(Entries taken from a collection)
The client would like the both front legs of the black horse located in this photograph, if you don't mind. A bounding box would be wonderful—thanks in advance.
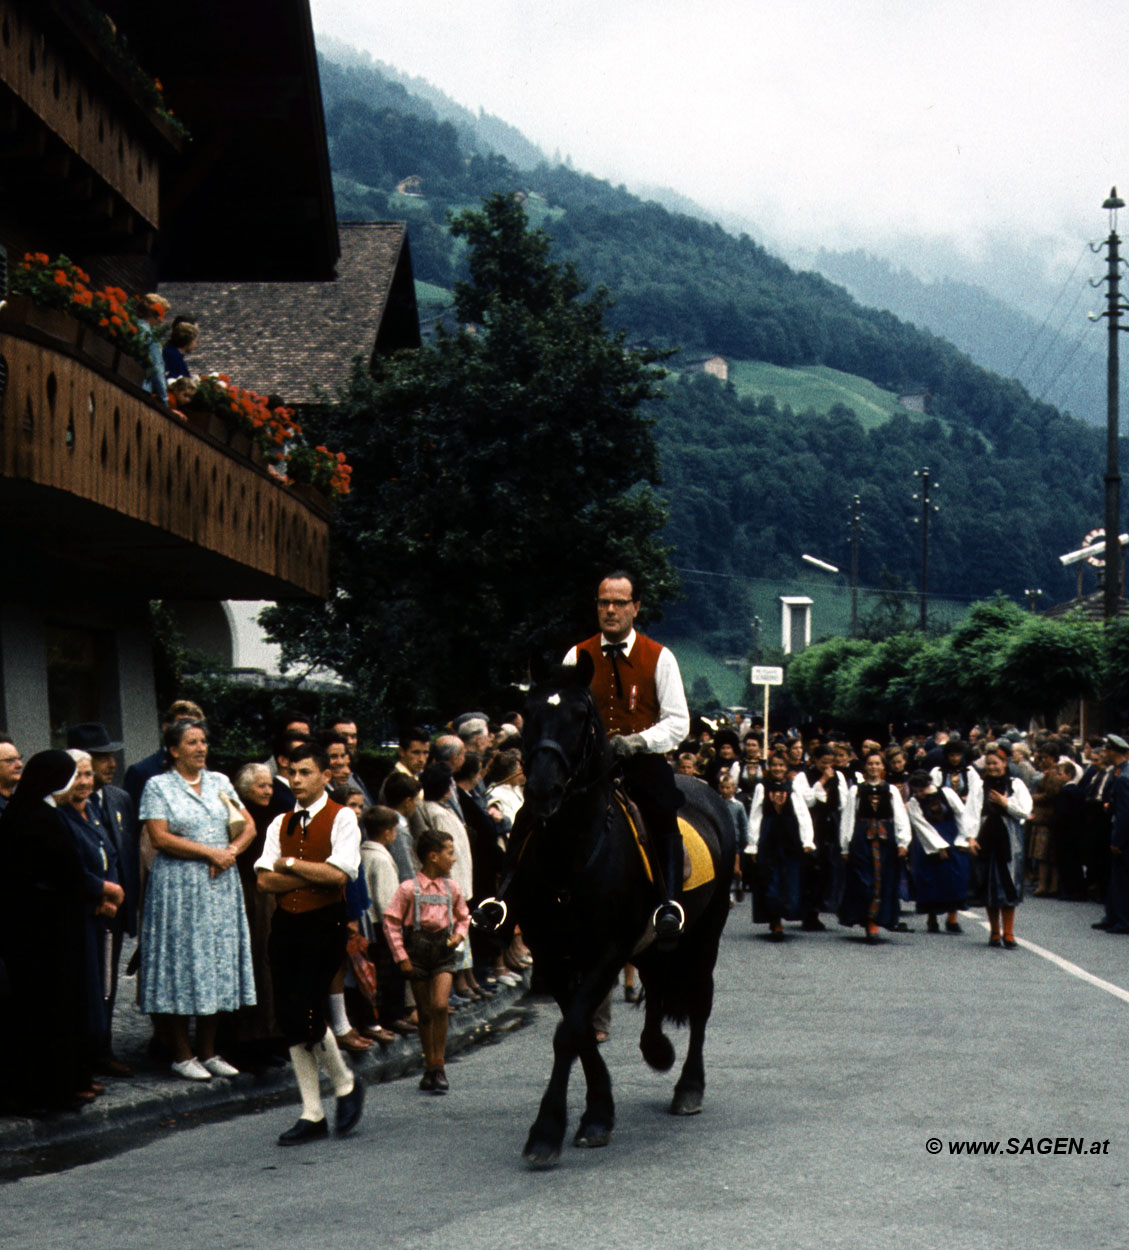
[523,961,619,1168]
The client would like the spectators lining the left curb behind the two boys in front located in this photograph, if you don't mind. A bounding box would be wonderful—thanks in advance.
[0,700,531,1113]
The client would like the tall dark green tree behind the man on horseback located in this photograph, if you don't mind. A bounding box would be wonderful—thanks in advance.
[264,195,676,715]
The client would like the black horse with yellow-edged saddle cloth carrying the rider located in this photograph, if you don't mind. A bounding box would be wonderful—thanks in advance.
[492,653,734,1168]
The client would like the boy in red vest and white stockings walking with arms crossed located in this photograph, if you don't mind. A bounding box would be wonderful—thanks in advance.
[255,744,365,1146]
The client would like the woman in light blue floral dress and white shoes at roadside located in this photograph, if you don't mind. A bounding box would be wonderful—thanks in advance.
[140,720,255,1080]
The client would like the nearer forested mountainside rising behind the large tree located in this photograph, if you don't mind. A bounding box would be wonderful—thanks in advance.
[321,44,1104,649]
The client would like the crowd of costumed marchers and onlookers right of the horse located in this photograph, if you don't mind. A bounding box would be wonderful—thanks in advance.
[671,716,1129,946]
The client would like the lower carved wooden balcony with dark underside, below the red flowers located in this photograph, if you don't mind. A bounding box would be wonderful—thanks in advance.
[0,328,329,599]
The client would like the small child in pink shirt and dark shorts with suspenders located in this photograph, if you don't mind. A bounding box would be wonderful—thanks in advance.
[384,829,470,1094]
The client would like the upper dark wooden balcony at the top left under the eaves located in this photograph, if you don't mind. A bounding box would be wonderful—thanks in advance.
[0,0,178,251]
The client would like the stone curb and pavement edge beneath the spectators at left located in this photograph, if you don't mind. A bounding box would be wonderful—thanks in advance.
[0,973,530,1181]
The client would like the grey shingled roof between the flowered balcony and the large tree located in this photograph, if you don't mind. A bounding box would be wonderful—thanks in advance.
[160,221,420,404]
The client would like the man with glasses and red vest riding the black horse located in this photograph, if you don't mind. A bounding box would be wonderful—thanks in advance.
[565,570,690,946]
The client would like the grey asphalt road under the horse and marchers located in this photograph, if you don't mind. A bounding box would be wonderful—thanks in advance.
[8,900,1129,1250]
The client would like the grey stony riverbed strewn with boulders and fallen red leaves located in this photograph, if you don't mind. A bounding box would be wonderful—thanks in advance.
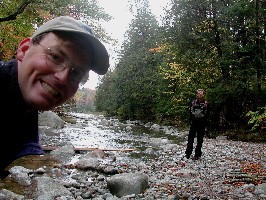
[0,111,266,200]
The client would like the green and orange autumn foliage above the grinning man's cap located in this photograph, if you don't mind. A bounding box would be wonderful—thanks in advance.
[0,0,112,60]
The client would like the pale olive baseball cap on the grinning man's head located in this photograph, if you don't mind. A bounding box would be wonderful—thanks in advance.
[32,16,110,75]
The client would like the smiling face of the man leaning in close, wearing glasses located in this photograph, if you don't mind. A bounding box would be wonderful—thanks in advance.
[17,33,90,110]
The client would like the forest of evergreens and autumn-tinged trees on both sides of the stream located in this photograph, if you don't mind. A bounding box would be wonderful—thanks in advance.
[0,0,266,140]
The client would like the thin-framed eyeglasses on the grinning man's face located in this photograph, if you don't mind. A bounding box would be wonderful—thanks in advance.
[38,43,88,86]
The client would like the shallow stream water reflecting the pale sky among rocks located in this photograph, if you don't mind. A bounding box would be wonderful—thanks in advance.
[39,113,184,161]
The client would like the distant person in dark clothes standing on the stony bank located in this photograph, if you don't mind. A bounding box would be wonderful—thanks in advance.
[185,89,210,160]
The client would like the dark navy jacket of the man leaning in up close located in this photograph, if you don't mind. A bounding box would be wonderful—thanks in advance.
[0,59,43,173]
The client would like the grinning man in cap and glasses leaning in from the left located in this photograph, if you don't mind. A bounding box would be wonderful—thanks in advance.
[0,16,109,178]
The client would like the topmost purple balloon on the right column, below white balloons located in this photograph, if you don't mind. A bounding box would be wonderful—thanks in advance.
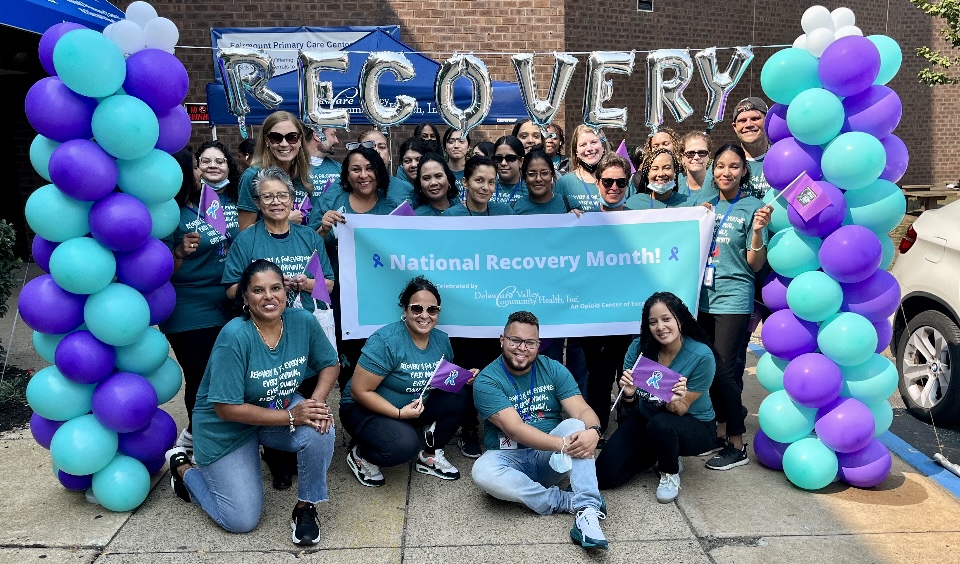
[817,35,880,96]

**Task brief:** Write out the records once more, word for word, though without the pictures they contain.

**Response for this exercise:**
The client would like the both front legs of the black horse located in this photograph, if you don't mind. A bounding box would be wonderful—thanks in advance.
[523,961,619,1168]
The client would like the spectators lining the left curb behind the two boys in front located in this photograph, if you don't mind. A bounding box would be wonderful—thanks in advance.
[0,700,531,1113]
The client would like the tall dark green tree behind the man on horseback located in this photograph, if you don't mind. A bounding box would be wonderful—thanks in advance.
[264,195,676,715]
The client would like the black horse with yellow-edged saddle cloth carrying the rider located in this photograph, if you don't mind. A bounding box would be wonderful—thanks in advance.
[492,653,734,1168]
The client would like the boy in red vest and white stockings walking with arms crossed located in this photograph, if you don't mind. A bounding box would be wonderful—thanks in advance.
[255,744,365,1146]
The client would like the woman in light blue floral dress and white shoes at roadside located in this photograph, if you don't mind. A bounding box would be wonderful—thanks in advance.
[140,720,255,1080]
The client would like the nearer forested mountainside rising behind the large tree located in this photograph, if you don't mind. A bounding box would be wonderful—thanks in advance.
[321,44,1104,649]
The client would like the crowd of costumed marchers and onlookers right of the horse located in this photograph, if you don't mind. A bounding box would be wonderful—thanks in advance.
[671,716,1129,946]
The client would like the lower carved wooden balcony with dark underside, below the red flowers located in this photograph, if you don't mind. A bounding box would be wonderful—thanks in advance.
[0,328,329,599]
The client would like the small child in pink shirt and dark shorts with suspenders located in this photograph, if you don't mind. A bounding box would be wonderful—thanks in advance.
[384,829,470,1094]
The client would like the upper dark wooden balcony at the top left under the eaves located in this photograph, if you don't mind. A bounding box would be wonderful—thanks in advance.
[0,0,178,251]
The client would like the stone curb and pavement edge beneath the spectators at left located in this photograph, if you don't mind. A bounding box would be wonderful—thanks in advance.
[0,973,530,1181]
The client would like the grey shingled roof between the flowered balcony and the large tree located in this photograph, if you don't mind. A bounding box would be wonderful—thanks in advance.
[160,221,420,404]
The client would like the man with glasses and red vest riding the black horse located in this photograph, if you don't mind. A bounding box would be wonderful—thanks in advance.
[565,570,690,946]
The client would like the grey asphalt road under the horse and marchers located in this photograph, if you don't mind. A bounding box would be wonderful—thanks in advance.
[8,900,1129,1250]
The client would like the grey stony riverbed strewn with boulders and fallen red leaves located in this photograph, if you don't mind. A bounding box would be wonderful—thanks in advance.
[0,111,266,200]
The client would like the green and orange autumn foliage above the grinning man's cap located in this photograph, if you don't mind. A bounding box would be wonderful—thanks in advance.
[0,0,112,60]
The client would like the pale olive baseball cap on the grinning man's head located in this photograph, if you don't mind. A bounding box would be wonderful—thanks in advance.
[32,16,110,75]
The client would like the smiling face of the man leaning in close, wearing glasses located in this photograph, if you don't mind. A bounding box would be wonderful—thanks in advance.
[17,33,90,110]
The client would like the forest of evergreens and autumn-tinged trees on both sides of the stream located in this photograph, if you don't mind. A bounding box would be wonderful—thanks in advance.
[0,0,266,140]
The client would like the thin-framed eyeglasses on the grinning man's face located in this photograph, if you don't mind. A bounding box would be wonderful—thanks in advance.
[38,43,88,86]
The client would like the shallow stream water reflecting the pale sky among rocks located in this photograph, if you don't mind. A bounding box would be wonderful—thanks in advance.
[39,113,184,161]
The client would like the distant person in dark clothes standing on the stony bank located in this photograph, if you don't mind. A bounding box would be wonderful—thanks in advance.
[185,89,210,160]
The client would like the dark navy jacket of the man leaning in up close located in this photograph, if you don't mind. A bounding box would be wonderful—thanks in advance.
[0,59,43,173]
The client would like the grinning man in cap and glasses leaning in from the left located in this photograph, if you don't mind. A bounding box would be wonderful—thanks in advance.
[0,16,109,178]
The client would like the topmost purple balloon on the right column, below white balloons located in this photograph, if you don't mind. A bounding box would be wonderful—thanks in advance.
[817,35,880,96]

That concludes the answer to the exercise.